Please give again, exactly, every line of the material from the one containing "the bare tree" to the end, including both of those lines.

GIVEN DATA Start Marker

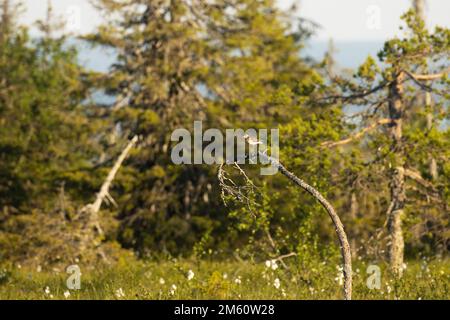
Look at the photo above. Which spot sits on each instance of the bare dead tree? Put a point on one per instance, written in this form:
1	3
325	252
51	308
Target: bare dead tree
232	189
91	211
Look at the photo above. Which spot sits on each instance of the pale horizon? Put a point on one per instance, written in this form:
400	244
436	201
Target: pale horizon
370	20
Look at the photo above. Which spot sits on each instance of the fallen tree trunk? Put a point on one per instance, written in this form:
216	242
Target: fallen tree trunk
90	211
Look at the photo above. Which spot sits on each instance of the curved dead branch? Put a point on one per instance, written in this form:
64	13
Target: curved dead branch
342	236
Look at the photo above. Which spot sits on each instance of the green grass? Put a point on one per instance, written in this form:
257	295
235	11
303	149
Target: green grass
225	280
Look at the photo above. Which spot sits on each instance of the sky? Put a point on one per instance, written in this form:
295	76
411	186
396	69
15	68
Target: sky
343	20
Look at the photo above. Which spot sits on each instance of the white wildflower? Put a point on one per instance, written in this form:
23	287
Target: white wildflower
272	264
340	277
173	289
120	293
277	283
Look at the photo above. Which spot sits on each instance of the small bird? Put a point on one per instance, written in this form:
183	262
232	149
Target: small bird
251	141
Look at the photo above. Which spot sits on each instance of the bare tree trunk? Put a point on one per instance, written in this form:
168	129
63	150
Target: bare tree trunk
419	7
4	23
342	236
397	183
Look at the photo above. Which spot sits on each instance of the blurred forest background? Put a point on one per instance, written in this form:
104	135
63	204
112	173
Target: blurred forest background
374	140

GIVEN DATA End Marker

TASK ANSWER –
Look at the photo above. Which spot sits on each instance of the bare tree trunk? Put a point on one per instance, written in this form:
168	129
63	150
Target: bare tree trunk
419	7
4	23
342	236
397	183
Look at the photo above. Which spot sits on each instance of the blurred forest background? Put a point on one per instance, written in this form:
104	135
63	204
112	173
Target: blurred forest background
374	140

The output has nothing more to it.